DO THIS:
Gather every line of the listing below that contains the string "metal", and copy each one unchanged.

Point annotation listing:
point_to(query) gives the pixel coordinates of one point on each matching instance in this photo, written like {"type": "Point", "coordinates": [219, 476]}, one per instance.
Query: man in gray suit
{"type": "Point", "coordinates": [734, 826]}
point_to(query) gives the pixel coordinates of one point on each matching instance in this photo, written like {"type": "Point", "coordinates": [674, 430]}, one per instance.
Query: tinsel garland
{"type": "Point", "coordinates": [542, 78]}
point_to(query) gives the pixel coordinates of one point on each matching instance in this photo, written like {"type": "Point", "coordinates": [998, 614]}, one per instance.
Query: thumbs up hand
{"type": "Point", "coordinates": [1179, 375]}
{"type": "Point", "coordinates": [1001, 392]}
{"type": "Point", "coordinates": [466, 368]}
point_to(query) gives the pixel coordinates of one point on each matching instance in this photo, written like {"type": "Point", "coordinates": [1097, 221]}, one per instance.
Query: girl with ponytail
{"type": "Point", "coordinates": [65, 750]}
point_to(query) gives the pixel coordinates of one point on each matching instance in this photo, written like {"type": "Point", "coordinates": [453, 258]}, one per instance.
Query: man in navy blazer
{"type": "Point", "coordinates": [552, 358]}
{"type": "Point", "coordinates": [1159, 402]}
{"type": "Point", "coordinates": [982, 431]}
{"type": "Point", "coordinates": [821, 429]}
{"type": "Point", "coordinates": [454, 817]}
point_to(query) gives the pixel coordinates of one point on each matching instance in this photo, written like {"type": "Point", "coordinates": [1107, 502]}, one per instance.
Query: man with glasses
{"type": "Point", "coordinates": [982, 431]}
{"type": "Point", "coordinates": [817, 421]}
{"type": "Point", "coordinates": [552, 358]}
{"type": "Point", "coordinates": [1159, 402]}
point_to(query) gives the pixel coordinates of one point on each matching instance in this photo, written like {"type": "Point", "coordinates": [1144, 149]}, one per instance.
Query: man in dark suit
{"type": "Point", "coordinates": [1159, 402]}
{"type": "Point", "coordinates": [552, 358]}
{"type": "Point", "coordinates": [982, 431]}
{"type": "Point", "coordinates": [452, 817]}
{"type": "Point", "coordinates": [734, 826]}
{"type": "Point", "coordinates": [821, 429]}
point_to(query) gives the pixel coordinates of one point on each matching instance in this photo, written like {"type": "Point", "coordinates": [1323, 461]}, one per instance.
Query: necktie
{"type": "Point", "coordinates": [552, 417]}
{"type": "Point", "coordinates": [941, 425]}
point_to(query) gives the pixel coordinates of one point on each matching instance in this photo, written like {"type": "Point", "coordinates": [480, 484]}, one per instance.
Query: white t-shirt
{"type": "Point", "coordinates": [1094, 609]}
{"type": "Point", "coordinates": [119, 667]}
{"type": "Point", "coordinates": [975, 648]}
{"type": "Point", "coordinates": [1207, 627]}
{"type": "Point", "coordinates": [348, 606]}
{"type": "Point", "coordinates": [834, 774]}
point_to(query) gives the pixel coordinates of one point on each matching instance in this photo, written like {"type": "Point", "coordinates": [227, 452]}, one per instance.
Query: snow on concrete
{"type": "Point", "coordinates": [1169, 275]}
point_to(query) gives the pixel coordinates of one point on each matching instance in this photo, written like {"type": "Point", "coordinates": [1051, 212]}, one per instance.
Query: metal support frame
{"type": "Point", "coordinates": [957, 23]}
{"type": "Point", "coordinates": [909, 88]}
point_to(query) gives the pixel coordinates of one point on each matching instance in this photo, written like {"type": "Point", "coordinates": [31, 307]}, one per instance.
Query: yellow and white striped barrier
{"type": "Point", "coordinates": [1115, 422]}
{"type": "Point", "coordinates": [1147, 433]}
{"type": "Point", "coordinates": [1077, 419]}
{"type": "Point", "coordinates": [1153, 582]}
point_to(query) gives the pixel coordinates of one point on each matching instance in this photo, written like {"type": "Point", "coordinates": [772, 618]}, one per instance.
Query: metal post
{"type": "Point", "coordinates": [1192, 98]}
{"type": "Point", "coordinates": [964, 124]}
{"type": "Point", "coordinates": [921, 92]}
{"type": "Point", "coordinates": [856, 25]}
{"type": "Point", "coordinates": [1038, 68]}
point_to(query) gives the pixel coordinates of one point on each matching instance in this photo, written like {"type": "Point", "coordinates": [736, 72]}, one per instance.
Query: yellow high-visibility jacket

WRITTEN RESPONSE:
Query: metal support frame
Query: metal post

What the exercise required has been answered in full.